EXERCISE AIM:
Beginning at the line containing "In this exercise you will spot each instance of the brown" in the material below and ending at the line containing "Would you be able to pick out the green", return each line exactly and add nothing.

DATA FOR PROCESSING:
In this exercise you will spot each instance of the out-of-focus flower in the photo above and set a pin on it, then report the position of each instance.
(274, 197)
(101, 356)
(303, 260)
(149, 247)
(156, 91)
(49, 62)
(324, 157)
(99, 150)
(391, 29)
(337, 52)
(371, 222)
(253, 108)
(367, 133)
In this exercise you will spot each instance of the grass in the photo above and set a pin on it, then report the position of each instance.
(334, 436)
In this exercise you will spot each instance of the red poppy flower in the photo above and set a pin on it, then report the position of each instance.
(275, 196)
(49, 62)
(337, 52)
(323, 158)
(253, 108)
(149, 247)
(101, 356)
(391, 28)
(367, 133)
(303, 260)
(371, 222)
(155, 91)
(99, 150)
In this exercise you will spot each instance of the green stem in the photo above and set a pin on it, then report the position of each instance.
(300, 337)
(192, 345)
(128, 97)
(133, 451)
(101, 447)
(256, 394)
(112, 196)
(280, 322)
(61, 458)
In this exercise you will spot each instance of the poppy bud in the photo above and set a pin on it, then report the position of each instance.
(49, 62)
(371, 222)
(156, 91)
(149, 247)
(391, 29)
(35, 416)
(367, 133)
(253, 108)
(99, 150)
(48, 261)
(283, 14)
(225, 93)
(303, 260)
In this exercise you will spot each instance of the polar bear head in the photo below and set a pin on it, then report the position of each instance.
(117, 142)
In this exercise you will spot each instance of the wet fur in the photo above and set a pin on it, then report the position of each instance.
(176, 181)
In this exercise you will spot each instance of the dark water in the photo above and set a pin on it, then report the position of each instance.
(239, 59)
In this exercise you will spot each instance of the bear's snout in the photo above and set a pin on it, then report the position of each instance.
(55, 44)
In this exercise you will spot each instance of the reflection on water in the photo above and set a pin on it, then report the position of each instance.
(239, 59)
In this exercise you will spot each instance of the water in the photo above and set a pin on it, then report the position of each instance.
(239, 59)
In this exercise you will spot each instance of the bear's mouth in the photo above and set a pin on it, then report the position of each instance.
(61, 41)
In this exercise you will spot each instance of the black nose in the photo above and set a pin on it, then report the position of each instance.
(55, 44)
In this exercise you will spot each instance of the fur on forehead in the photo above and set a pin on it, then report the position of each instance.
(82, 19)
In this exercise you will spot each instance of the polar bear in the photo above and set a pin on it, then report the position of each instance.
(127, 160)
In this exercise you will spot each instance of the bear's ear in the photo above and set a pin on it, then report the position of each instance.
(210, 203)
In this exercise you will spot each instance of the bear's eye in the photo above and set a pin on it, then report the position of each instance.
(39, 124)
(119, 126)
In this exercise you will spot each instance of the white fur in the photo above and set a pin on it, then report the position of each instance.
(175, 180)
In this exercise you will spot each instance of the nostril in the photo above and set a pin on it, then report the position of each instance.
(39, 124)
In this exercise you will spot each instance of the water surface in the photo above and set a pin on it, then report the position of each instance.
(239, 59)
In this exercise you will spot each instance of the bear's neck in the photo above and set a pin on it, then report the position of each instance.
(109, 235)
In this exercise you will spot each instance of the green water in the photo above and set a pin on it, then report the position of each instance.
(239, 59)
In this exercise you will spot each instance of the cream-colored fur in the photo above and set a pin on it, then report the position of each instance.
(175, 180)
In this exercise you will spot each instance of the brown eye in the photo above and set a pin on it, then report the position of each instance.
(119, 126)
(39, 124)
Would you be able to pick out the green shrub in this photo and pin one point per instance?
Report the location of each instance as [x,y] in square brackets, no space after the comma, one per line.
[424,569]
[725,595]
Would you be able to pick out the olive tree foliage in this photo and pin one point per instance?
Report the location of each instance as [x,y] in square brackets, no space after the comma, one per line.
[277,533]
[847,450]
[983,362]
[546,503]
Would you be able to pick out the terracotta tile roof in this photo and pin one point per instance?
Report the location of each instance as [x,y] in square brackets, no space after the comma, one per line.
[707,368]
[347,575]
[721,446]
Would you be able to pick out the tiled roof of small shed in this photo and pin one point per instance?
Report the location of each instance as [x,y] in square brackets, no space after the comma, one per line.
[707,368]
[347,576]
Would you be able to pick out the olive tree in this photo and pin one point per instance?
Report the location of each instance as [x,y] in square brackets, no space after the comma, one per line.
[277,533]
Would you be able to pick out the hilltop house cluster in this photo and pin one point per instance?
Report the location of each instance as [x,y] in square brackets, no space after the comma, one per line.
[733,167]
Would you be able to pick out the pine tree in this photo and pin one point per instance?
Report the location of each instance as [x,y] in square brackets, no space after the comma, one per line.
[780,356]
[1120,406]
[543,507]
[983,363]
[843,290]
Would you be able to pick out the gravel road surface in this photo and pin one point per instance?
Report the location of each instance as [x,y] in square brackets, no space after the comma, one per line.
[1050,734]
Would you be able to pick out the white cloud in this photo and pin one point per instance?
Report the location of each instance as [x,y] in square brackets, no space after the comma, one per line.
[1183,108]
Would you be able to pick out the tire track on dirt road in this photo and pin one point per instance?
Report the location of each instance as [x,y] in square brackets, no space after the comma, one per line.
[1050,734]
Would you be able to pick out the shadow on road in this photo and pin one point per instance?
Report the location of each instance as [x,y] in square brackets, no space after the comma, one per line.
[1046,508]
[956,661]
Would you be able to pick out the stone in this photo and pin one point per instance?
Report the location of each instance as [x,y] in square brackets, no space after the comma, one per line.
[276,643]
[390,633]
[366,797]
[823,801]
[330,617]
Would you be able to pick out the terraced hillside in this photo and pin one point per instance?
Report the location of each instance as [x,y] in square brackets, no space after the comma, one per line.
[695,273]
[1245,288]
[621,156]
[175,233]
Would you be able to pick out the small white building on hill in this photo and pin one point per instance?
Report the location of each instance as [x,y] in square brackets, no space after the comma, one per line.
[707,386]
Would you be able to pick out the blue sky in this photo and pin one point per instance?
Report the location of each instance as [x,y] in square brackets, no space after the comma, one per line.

THE ANSWER:
In this exercise you will spot each instance of the brown eye in the photo above and set a pin on it, then report the position of each instance.
(119, 126)
(39, 124)
Would you be able to pick out the green shrub in this photo and pin one point per instance?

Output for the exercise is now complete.